(Saved entries)
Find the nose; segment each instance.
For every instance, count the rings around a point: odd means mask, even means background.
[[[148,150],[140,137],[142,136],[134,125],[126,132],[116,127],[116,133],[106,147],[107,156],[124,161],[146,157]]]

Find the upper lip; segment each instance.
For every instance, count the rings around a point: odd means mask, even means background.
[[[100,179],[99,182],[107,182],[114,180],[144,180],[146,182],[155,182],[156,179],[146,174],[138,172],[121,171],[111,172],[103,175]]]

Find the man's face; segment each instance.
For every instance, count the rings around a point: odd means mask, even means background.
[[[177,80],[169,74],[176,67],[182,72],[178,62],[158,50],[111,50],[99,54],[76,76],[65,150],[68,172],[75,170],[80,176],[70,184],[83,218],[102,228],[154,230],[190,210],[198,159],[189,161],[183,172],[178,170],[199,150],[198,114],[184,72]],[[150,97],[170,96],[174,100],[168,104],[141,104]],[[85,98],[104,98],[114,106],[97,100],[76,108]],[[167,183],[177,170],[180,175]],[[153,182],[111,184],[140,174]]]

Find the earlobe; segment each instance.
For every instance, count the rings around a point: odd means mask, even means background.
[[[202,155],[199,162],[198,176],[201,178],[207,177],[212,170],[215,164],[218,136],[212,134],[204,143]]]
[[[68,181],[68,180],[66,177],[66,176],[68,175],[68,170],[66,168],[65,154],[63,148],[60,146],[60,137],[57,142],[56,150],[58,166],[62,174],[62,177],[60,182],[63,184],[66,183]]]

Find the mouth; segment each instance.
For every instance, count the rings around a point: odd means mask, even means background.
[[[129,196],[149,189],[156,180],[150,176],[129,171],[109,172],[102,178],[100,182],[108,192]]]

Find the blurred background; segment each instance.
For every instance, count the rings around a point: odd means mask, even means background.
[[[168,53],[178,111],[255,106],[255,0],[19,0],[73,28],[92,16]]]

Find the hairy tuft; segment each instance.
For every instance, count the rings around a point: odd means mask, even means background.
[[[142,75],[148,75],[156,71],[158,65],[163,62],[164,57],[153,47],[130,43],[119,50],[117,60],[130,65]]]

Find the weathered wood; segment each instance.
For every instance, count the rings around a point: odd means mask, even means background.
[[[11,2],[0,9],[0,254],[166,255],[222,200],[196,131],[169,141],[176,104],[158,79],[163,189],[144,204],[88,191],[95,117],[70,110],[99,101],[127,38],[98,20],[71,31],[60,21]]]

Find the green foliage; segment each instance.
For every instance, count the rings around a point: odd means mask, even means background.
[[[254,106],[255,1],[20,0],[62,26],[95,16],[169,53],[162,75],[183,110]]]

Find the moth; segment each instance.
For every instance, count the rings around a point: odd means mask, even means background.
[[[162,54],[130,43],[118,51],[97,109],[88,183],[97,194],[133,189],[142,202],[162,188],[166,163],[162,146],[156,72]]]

## Requirement:
Rewrite all the records above, substituting "outline each instance" for every occurrence of "segment each instance" and leaving everything else the same.

## Reply to the task:
Find the nose; outline each instance.
For every instance, count the rings around a point: odd means mask, even means background.
[[[148,150],[140,137],[142,136],[134,125],[126,132],[116,127],[116,133],[106,147],[107,156],[124,161],[146,157]]]

Find the upper lip; outline each instance.
For every instance, count the rings around a point: odd means mask, even means background.
[[[100,179],[99,182],[107,182],[114,180],[144,180],[146,182],[155,182],[156,179],[146,174],[138,172],[121,171],[111,172],[103,175]]]

Find the man's face; outline each instance.
For every instance, count the rings around a point: odd means mask, even means background.
[[[177,80],[169,74],[176,67],[182,72],[178,62],[158,50],[111,50],[99,54],[76,76],[65,150],[68,172],[75,170],[80,176],[70,184],[83,218],[102,228],[154,230],[190,210],[198,159],[189,161],[183,172],[178,170],[199,150],[198,114],[184,72]],[[150,97],[170,96],[174,100],[168,104],[141,104]],[[85,98],[104,98],[114,106],[97,100],[76,108]],[[167,183],[177,170],[180,175]],[[153,182],[111,184],[140,174]]]

Find the earlobe; outline each instance.
For every instance, count the rings around a point: odd means mask, even means background.
[[[202,155],[199,162],[198,176],[201,178],[207,177],[212,170],[215,164],[218,136],[212,134],[204,143]]]
[[[68,181],[68,180],[66,177],[66,176],[68,175],[68,170],[66,168],[65,154],[63,148],[60,146],[60,137],[57,142],[56,150],[58,166],[62,174],[62,177],[60,182],[63,184],[66,183]]]

Find the mouth; outline each instance.
For every instance, count the rings around a point: odd means mask, even means background.
[[[129,196],[149,189],[156,180],[150,176],[129,171],[109,172],[102,178],[100,182],[108,192]]]

Find the blurred background; outline each instance.
For every instance, count the rings around a point: odd means mask, even means background.
[[[168,53],[178,111],[255,106],[255,0],[19,0],[73,28],[92,16]]]

Find the hairy tuft; outline each instance.
For every instance, count the rings around a point: odd means mask, even means background.
[[[142,75],[148,75],[156,71],[158,65],[163,62],[164,57],[153,47],[130,43],[119,50],[117,60],[130,65]]]

Find the weathered wood; outline each instance.
For every instance, count the rings around a point: odd means mask, even means background.
[[[11,2],[0,9],[0,254],[166,255],[222,200],[196,131],[169,141],[176,104],[158,79],[163,189],[144,204],[88,191],[95,117],[70,110],[99,101],[127,38],[98,20],[71,31],[60,21]]]

Find the green foliage; outline each instance.
For every instance, count the rings around a point: odd means mask, even means background.
[[[254,106],[255,1],[20,0],[62,26],[95,16],[169,53],[162,75],[183,110]]]

Find the moth; outline each instance.
For every instance, count the rings around a point: odd means mask, even means background.
[[[162,54],[130,43],[118,51],[97,109],[88,183],[97,194],[133,189],[142,202],[162,188],[166,163],[162,146],[156,72]]]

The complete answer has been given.